▶ _TASK OBJECTIVE_:
Could you copy out every line of the data where the word "mushroom" occurs?

───── EXTRACTED RECORDS

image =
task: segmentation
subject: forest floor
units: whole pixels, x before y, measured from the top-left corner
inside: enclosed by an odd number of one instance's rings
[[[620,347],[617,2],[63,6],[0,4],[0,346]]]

──────────
───── EXTRACTED RECORDS

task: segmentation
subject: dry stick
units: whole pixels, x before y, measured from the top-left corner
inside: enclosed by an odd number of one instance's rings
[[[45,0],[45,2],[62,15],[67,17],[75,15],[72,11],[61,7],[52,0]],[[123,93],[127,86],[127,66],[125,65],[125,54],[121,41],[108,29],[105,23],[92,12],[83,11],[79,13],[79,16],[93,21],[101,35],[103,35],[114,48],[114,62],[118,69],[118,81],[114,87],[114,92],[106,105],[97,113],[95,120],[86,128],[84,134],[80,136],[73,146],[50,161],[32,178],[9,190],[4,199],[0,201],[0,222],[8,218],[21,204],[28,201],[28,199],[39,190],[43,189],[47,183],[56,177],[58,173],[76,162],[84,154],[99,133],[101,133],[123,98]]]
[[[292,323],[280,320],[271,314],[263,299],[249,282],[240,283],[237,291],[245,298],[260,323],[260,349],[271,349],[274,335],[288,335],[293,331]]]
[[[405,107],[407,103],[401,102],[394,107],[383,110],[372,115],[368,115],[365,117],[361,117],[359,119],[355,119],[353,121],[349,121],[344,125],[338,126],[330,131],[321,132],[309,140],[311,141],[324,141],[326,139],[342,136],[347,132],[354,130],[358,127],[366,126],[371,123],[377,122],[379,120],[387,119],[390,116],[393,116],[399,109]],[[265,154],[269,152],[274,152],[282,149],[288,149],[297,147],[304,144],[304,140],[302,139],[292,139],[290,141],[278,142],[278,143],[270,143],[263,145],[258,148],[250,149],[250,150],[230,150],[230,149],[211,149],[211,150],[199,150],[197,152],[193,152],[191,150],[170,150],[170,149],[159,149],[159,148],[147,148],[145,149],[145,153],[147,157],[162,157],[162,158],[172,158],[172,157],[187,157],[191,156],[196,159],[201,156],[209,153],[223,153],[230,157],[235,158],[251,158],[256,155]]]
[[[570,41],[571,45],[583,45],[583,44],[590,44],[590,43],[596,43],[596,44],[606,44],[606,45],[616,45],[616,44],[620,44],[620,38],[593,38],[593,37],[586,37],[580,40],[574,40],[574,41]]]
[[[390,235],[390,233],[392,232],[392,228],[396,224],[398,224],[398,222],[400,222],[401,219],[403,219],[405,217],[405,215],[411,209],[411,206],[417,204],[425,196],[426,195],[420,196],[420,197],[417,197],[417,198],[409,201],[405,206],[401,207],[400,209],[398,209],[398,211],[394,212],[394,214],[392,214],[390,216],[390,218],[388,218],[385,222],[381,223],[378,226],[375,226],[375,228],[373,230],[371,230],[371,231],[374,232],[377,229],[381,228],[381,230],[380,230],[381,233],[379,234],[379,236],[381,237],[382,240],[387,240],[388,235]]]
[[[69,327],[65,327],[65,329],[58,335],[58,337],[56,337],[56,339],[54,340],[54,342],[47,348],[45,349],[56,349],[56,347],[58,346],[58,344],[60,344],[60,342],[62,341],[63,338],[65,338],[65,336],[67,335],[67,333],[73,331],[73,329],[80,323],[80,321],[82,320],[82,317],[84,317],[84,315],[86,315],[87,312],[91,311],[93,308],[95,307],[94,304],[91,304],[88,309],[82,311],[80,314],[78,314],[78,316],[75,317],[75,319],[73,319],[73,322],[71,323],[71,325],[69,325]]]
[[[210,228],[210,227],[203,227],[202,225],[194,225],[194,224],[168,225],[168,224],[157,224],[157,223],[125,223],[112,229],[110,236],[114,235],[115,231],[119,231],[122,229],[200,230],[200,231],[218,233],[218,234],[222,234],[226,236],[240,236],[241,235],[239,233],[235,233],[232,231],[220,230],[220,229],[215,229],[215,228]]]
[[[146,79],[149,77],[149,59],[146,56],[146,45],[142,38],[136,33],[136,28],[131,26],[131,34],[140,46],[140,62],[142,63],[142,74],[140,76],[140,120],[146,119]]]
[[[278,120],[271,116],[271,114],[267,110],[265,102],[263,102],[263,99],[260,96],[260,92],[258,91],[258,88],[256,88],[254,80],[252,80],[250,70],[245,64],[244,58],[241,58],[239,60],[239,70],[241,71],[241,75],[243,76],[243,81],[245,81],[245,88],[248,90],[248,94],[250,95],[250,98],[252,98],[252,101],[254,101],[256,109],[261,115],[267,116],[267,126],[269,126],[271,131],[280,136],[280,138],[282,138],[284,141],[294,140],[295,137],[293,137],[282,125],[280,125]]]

──────────
───── EXTRACTED RECORDS

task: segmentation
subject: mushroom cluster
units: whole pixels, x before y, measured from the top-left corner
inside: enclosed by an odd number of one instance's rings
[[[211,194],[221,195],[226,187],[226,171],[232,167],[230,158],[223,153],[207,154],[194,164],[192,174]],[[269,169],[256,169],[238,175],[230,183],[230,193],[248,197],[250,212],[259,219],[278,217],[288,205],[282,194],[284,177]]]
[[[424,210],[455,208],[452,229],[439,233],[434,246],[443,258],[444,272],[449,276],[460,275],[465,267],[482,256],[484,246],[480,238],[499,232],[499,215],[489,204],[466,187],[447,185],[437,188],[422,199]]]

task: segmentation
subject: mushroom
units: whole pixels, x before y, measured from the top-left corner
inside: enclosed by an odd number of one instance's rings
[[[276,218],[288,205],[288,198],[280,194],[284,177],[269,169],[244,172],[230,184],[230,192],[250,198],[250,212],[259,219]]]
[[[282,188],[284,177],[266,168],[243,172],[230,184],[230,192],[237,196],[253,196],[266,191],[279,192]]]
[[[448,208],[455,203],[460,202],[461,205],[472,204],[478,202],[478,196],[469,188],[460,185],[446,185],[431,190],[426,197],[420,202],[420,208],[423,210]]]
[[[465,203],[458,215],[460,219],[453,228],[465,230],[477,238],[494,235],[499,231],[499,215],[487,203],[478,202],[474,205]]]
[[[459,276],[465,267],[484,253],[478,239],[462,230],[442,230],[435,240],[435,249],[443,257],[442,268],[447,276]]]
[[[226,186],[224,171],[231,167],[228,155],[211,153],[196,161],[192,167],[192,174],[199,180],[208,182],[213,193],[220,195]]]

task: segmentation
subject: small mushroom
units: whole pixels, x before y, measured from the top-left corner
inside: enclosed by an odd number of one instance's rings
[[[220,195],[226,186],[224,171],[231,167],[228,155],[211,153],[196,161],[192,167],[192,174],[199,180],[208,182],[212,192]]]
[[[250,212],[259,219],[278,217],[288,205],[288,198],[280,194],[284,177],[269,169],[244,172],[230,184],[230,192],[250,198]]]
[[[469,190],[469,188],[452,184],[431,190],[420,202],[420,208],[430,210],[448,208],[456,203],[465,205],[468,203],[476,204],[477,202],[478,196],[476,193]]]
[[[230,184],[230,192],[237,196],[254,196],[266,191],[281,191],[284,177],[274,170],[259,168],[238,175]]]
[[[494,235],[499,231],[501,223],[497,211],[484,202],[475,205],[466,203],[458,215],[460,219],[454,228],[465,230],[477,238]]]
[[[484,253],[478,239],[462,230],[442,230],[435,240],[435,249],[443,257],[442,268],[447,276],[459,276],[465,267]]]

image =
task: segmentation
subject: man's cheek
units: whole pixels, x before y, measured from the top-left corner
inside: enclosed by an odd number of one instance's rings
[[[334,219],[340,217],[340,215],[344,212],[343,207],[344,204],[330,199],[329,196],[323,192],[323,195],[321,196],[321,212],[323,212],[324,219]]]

──────────

▶ _RESULT OF THE EXERCISE_:
subject: mushroom cluster
subject: mushroom
subject: small mushroom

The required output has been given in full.